(Excerpts of pointing data)
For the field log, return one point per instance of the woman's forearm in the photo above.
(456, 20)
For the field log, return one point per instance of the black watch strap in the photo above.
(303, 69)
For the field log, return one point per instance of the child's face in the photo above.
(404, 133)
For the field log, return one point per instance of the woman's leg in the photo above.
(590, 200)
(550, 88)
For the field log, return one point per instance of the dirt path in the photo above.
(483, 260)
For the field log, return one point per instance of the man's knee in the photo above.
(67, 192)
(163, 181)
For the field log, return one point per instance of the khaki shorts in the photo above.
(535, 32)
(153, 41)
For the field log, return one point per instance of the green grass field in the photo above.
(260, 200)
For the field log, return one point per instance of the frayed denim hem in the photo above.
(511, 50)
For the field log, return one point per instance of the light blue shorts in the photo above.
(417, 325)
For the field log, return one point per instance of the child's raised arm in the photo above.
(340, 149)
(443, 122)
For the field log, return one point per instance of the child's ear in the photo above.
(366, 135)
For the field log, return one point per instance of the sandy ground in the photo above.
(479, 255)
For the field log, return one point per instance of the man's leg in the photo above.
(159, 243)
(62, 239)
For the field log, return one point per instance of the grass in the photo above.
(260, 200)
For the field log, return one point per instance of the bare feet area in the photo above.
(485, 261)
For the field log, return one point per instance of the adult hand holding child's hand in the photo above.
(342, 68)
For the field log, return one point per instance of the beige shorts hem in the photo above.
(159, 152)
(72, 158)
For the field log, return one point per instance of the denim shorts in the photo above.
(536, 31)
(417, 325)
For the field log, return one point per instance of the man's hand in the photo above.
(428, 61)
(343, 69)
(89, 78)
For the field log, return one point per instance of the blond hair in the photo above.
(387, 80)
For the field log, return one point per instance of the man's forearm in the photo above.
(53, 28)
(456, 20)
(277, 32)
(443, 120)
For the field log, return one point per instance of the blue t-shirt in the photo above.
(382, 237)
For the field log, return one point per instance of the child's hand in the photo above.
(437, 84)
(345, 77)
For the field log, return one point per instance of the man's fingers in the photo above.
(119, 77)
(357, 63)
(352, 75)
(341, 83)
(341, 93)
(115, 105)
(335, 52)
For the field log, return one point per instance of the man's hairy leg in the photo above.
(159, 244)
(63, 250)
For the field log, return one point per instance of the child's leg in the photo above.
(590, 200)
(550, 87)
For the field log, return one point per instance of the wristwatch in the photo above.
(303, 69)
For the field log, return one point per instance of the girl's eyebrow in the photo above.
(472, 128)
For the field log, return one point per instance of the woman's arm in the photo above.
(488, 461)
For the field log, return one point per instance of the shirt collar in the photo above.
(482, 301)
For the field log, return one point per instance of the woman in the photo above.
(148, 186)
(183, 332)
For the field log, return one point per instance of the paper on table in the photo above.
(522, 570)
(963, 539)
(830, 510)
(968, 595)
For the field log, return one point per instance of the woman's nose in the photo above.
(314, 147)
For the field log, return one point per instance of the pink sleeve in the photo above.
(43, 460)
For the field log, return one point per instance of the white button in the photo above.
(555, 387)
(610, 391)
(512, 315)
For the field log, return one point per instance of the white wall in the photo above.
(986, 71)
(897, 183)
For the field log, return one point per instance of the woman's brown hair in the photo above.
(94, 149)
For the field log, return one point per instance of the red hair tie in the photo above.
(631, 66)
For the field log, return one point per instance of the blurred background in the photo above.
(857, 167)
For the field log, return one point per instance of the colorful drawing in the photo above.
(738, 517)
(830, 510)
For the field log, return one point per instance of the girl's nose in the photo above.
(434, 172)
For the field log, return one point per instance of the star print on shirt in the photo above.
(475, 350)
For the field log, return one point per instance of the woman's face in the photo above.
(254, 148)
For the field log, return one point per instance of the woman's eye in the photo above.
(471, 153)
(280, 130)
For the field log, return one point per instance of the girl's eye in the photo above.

=== Required task ===
Write out all the records above again, exactly as they stand.

=== Complete response ===
For the field log, return one point per instance of the woman's forearm in the photo above.
(456, 20)
For the field log, return one point per instance of the black watch strap in the photo above.
(303, 69)
For the field log, return one point per instance of the child's face in the photo above.
(404, 133)
For the field log, return one point per instance of the woman's leg in the photo above.
(590, 200)
(550, 88)
For the field log, return one point per instance of the dirt path in the photo above.
(483, 260)
For the field log, return one point per instance of the man's knee in the photo above.
(67, 192)
(163, 181)
For the field log, return one point per instance of the khaki shorts in the photo above.
(535, 32)
(153, 41)
For the field log, return one point per instance of the green grass field in the photo above.
(260, 200)
For the field log, return one point per instance of the frayed denim hem in the photo above.
(511, 50)
For the field log, return one point per instance of the light blue shorts in the photo above.
(417, 325)
For the field log, return one point per instance of the child's raised arm in the photo above.
(340, 149)
(443, 122)
For the field log, return one point per instance of the child's ear in the photo above.
(366, 135)
For the field log, return one point per instance of the sandy ground in the photo above.
(479, 255)
For the field log, return one point per instance of the man's leg in the photo above.
(159, 243)
(62, 239)
For the field log, return one point per instance of the grass in the photo above.
(260, 200)
For the field log, return one point per instance of the bare feet area in the photo above.
(485, 261)
For the field log, return one point per instance of the adult hand holding child's hand in the photo above.
(342, 68)
For the field log, return one point per instance of the beige shorts hem in the photo above.
(159, 152)
(72, 158)
For the field log, return one point per instance of the denim shorts in the photo above.
(536, 31)
(417, 325)
For the field log, return one point per instance of the man's hand in the photo above.
(428, 61)
(343, 69)
(89, 78)
For the field log, return one point per instance of the blond hair in the photo above.
(387, 80)
For the field log, return one point per instance of the man's forearm in the photo above.
(53, 28)
(456, 20)
(277, 32)
(443, 120)
For the field log, return one point per instance of the blue t-shirt in the photo above.
(382, 237)
For the field log, return one point per instance of the child's hand in the photo above.
(437, 84)
(345, 77)
For the field log, return one point per instance of the man's fingers in the photo above.
(119, 77)
(357, 63)
(352, 75)
(341, 83)
(341, 93)
(115, 105)
(335, 52)
For the field log, return one point per instance of the man's hairy leg in the photo above.
(159, 244)
(63, 250)
For the field log, return one point per instance of the child's leg in the photo above.
(590, 200)
(550, 87)
For the field log, return one point per instance of the wristwatch in the photo above.
(303, 69)
For the field log, return one point per instance of the girl's eyebrow in the photo above.
(472, 128)
For the field log, return one point per instance of the woman's arm in the photo above.
(488, 461)
For the field log, return one point per instance of the shirt collar in the photo above.
(482, 301)
For the field log, return one point per instance of the woman in the photo above.
(148, 186)
(183, 332)
For the field log, return one point per instance of the paper on table in the photo above.
(522, 570)
(963, 539)
(830, 510)
(968, 595)
For the field log, return one point per instance of the woman's nose in the photo above.
(314, 147)
For the field log, return one point per instance of the pink sleeve in the photo above.
(43, 460)
For the field log, return one point per instance of the white button in the photo above.
(555, 387)
(610, 391)
(512, 315)
For the field log, return one point per instance of the white wall in the photo above.
(986, 71)
(897, 183)
For the field log, return one point per instance of the woman's brown hair in the photo above.
(94, 149)
For the field log, return one point per instance of the red hair tie in the photo above.
(631, 66)
For the field log, return one point per instance of the blurred background in the photo above.
(857, 167)
For the field log, return one point per instance of the colorful drawing in the photo above.
(738, 517)
(830, 510)
For the field log, return one point per instance of the girl's nose in the photo above.
(434, 172)
For the field log, return one point per instance of the star print on shirt in the photo above.
(475, 350)
For the field log, return one point per instance of the woman's face in the photo above.
(254, 148)
For the field log, return one point per instance of the woman's eye in the photo above.
(471, 153)
(280, 130)
For the field log, return one point per instance of the girl's eye in the photo above.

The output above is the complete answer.